#### WORK REQUEST 1
In the text on cycling and doping, rewrite the part between "In 1995, while" and "blah blah blah...)", inclusive, with "history" changed to "public record".
#### WORK REQUEST 2
Answer these questions from the text on cycling and doping:
(a) According to Thomas Davy's testimony, what was there at Banesto during his tenure?
(b) What did Ullrich win in 1993, and at what age?
(c) Which riders finished ahead of Ullrich in the time trial at World's in '94?

#### SELECTED TEXT
* * * *
What's that? Am I saying that I believe it highly likely that Indurain doped? Yes, I believe he most likely did, though that is merely my opinion and I have no direct knowledge of any illicit activities on the part of the man from Pamplona. But, his Tour pedigree is as suspicious as Riis's, and its elevation dovetails with the introduction of EPO into the European peloton:
1985: Withdrew, 4th stage
1986: Withdrew, 8th stage
1987: 97th
1988: 47th
1989: 17th
1990: 10th
1990: 1st
Banesto's own Thomas Davy
testified under oath that during his tenure with the squad (1995-6), there was an organized doping program that included EPO. "In Banesto," he said, "There was a system of doping with medical supervision." Clearly that is not a charge or accusation against Indurain, but it's hard-to-ignore circumstantial evidence.
Paradoxically, Jan Ullrich, confirmed as a client of Operation Puerto's Dr. Fuentes through the
DNA matching of nine bags of stored blood, may have been a LeMond-like natural talent, but he had the misfortune (from the perspective of one who might value the opportunity to compete, and win, in professional cycling without having to manipulate one's own blood) to enter the pro ranks at the height of the EPO epidemic, and to debut in the Tour in 1996 at the side of an incredibly-successful doper, while later having to compete against
the most successful doping cyclist of all-time: L.A.
[Funny aside: I didn't know that
The Onion weighed-in on Ullrich's trust issues with blood.]
At 1993, at age 19, Ullrich won the World Championship as an amateur (you should watch the finish
here - I'd never seen the footage before, either...probably the best quote by a commentator that I've ever heard:
"He's got a teammate up in front so why the hell should he work at all?!" - regarding a Latvian in the break with Ullrich and several others).
Jan was
3rd in the time trial at World's in '94 behind Chris Boardman and the thoroughly anonymous
Andrea Chiurato of Italy.
In 1995, while still only a 21 year-old, Ullrich became the elite German national time trial champion. That's
elite, not U23...
From 1996 onward, well, it's all history (and innuendo, accusation, claim, counter-claim, denial, blah blah blah...)
LeMond = clean, dope-free, natural talent and class
L.A. = naturally talented professional cyclist and apparent sociopath, so motivated to win the Tour de France and enshrine himself in the pantheon of cycling greats at the expense of his competitors - and compatriots - that he
purportedly threatened to generate false accusations of EPO-use against Greg LeMond in order to stanch his criticism of the Texan's association with Dr. Michele Ferrari - accused by Filippo Simeoni of managing his doping program.
I'll give L.A. credit for protecting himself by linking the fortunes of so many individuals and organizations to his own fate, thereby creating a determined network of defenders. Someone in his inner circle will break the omertà eventually, however, and he'll be a big enough name not to be marginalized.
* * * *
#### EXERCISE DATA
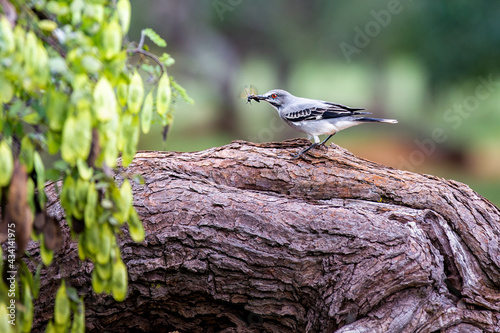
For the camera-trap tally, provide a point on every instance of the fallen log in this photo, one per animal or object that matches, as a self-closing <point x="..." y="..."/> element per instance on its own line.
<point x="245" y="238"/>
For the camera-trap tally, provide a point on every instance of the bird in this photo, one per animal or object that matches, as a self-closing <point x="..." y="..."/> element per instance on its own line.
<point x="315" y="117"/>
* * * *
#### EXERCISE SOLUTION 1
In 1995, while still only a 21 year-old, Ullrich became the elite German national time trial champion. That's
elite, not U23...
From 1996 onward, well, it's all public record (and innuendo, accusation, claim, counter-claim, denial, blah blah blah...)

#### EXERCISE SOLUTION 2
(a) An organized doping program that included EPO, which he called "a system of doping with medical supervision."
(b) The World Championship as an amateur, at age 19.
(c) Chris Boardman and Andrea Chiurato of Italy.